Craig Belknap Published on 23 December 2014

As cow-calf producers, we hear a lot about what we can do to reduce calf scours. We often feel as though we’re doing our job when we make sure our calving areas are clean and we’ve got cows bedded prior to calving.

Keeping newborn calves dry and cows’ udders clean goes a long way toward reducing scours. Moreover, should we get a case of scours, a dry, clean environment is a huge asset when it comes to preventing other calves from getting sick.

But let’s back up a bit. Although our first calves may not be dropping until March, we can begin preventing calf scours in January.

To reduce calf scours,why start with the cow?

At birth, the newborn calf’s immune system is relatively undeveloped. That’s why it’s so essential that the calf consume an adequate amount of high-quality colostrum from the cow as soon as possible after birth.

Colostrum contains antibodies or immunoglobulins that essentially provide all of the protection the newborn calf is going to get until its own immune system becomes fully developed months later. Colostrum is the vehicle for what we refer to as “passive transfer of immunity” from the cow to her calf.

Adequate passive transfer of immunity goes a long, long way when it comes to preventing calf scours. Calf health suffers when we have a failure of passive transfer. Failure of passive transfer can occur when we have poor colostrum quality, inadequate colostrum intake or there is a delay in the consumption of colostrum.

Failure of passive transfer is not something we can “see” in a beef calf without a blood sample in order to measure serum immunoglobulin levels. However, blood sampling is generally impractical for most beef operations. Therefore, we must do whatever we can to minimize the incidence of failure of passive transfer.

Research has shown severe consequences as a result of failure of passive transfer. Research from the Meat Animal Research Center in Clay Center, Nebraska, indicated that calves with low serum immunoglobulin levels were 5.4 times more likely to die before weaning. Also, calves were 3.2 times more likely to get sick.

Note that the researchers expressed the risk as “times” and not “percent” more likely. When you think about it, this is not a risk you want to take – especially at today’s calf prices.

How can we improve passive transfer of immunity?

Colostrum quality is the place to start. We can have an effect on colostrum quality depending on how we feed and manage the pregnant dam running up to calving.

First, we need to ensure we have cows at an ideal body condition score (5-6) during this time so that digestible feed resources are not having to be directed toward putting on condition.

Adequate levels of dietary energy and protein are probably most critical, but we also want to be sure we are meeting the mineral and vitamin needs of cows. There are simply too many roles specific micronutrients play within the immune system; we cannot overlook them.

[Saved entries]
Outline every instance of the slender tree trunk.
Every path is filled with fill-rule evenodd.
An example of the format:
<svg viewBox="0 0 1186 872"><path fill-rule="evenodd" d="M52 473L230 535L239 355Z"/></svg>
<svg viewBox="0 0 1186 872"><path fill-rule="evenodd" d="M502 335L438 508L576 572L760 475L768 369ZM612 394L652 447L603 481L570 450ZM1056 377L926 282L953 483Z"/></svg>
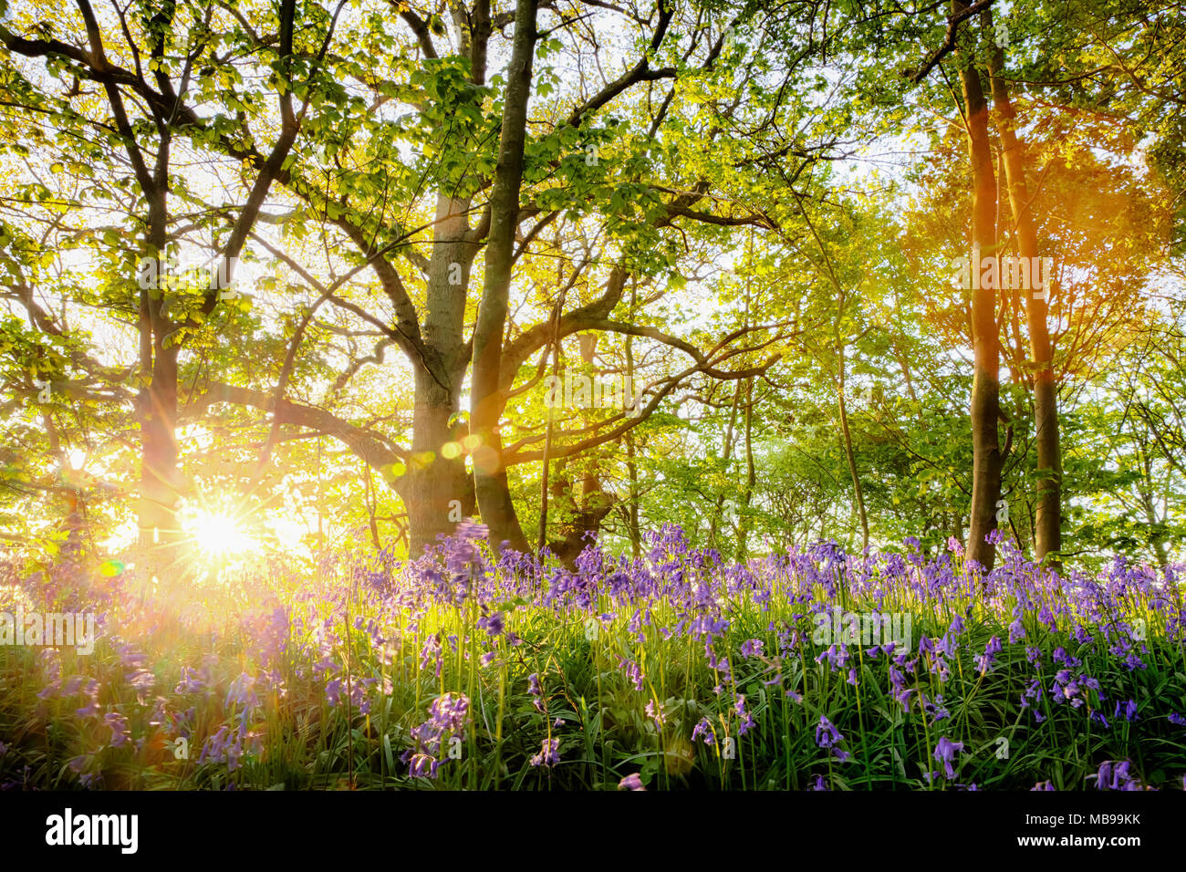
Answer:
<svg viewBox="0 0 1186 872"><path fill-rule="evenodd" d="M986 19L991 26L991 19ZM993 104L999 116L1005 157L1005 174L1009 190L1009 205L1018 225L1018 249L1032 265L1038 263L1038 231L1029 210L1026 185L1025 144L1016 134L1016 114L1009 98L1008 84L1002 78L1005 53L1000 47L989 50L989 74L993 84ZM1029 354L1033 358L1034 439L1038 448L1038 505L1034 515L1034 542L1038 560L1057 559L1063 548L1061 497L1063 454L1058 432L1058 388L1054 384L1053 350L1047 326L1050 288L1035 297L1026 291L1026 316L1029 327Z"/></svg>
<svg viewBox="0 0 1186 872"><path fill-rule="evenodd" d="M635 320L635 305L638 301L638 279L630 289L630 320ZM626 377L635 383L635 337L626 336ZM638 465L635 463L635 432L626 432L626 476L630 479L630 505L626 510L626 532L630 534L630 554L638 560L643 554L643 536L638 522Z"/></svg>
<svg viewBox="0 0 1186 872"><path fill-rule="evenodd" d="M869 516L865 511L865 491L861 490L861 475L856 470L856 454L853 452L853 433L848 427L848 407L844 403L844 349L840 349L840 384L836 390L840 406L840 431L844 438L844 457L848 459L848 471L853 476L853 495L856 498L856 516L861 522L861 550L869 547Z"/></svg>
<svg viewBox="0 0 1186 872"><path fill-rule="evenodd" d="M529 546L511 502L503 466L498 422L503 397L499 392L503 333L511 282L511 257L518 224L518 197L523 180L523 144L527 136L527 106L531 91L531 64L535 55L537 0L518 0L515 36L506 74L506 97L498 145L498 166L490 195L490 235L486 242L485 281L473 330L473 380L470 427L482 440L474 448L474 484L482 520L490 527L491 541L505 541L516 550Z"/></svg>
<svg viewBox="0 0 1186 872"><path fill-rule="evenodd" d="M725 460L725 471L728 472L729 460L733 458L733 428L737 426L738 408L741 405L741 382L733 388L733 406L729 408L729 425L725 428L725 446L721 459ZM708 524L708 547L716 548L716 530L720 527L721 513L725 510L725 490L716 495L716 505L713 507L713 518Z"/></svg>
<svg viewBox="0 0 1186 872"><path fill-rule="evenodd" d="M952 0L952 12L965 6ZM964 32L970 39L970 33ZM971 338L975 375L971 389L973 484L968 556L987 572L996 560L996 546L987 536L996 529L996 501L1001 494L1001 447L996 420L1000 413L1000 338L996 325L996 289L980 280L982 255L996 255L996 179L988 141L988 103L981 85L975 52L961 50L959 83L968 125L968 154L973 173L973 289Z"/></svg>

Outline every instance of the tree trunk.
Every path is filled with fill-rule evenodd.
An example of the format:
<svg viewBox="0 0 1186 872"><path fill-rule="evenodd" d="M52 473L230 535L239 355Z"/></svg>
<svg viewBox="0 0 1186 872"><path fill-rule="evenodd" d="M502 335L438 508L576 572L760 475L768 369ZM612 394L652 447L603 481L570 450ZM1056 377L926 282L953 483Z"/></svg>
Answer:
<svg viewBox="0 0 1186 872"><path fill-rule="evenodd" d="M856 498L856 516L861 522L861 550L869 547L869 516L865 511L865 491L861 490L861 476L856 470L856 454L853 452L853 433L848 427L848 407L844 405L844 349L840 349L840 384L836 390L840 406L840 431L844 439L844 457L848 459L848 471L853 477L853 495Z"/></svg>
...
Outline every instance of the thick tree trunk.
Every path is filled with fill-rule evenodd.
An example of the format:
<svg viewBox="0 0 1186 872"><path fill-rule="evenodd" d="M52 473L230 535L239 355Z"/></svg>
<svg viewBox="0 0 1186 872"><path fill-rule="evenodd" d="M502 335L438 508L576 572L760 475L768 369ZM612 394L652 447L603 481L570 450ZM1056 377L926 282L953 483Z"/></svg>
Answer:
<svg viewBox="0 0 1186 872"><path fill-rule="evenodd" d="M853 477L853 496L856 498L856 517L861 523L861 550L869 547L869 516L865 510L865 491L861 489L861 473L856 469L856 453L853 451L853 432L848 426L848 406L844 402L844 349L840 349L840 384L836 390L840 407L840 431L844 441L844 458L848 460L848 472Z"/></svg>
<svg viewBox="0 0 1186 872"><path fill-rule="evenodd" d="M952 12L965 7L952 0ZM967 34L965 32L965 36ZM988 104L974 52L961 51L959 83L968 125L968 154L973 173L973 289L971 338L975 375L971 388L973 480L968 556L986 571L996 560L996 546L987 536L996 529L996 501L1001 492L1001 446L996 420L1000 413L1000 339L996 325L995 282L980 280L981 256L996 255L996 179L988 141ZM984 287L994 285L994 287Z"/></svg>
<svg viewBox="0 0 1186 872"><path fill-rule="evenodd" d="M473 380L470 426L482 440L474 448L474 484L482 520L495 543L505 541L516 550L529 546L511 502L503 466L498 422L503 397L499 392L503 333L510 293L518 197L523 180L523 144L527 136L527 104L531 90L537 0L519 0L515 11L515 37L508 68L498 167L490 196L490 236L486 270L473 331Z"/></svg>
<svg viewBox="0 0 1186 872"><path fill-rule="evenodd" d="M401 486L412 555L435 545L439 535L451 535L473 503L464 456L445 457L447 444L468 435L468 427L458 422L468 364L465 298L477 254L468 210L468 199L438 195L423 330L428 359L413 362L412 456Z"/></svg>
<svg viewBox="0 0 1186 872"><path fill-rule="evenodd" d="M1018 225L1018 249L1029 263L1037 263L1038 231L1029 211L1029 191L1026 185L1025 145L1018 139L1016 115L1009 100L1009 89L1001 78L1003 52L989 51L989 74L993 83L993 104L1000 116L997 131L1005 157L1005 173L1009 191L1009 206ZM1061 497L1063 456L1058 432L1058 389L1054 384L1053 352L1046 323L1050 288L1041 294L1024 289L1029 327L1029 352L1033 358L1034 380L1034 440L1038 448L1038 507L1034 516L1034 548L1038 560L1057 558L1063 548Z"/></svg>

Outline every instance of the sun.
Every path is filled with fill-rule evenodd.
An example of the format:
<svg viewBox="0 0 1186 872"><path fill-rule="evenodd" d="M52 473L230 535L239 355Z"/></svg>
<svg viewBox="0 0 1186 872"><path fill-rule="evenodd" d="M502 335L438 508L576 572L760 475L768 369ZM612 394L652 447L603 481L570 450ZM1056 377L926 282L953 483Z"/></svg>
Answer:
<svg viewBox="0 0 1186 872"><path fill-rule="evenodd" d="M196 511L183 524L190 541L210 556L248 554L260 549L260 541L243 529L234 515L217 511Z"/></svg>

▶ **Tasks to perform**
1) Can you reproduce the calf scours article between "Craig Belknap Published" and "scours in January.", inclusive?
2) In the calf scours article, how many times more likely were calves with low serum immunoglobulin levels to die before weaning?

▶ **Task-by-task results**
1)
Craig Belknap Published on 23 December 2014

As cow-calf producers, we hear a lot about what we can do to reduce calf scours. We often feel as though we’re doing our job when we make sure our calving areas are clean and we’ve got cows bedded prior to calving.

Keeping newborn calves dry and cows’ udders clean goes a long way toward reducing scours. Moreover, should we get a case of scours, a dry, clean environment is a huge asset when it comes to preventing other calves from getting sick.

But let’s back up a bit. Although our first calves may not be dropping until March, we can begin preventing calf scours in January.

2) 5.4 times more likely.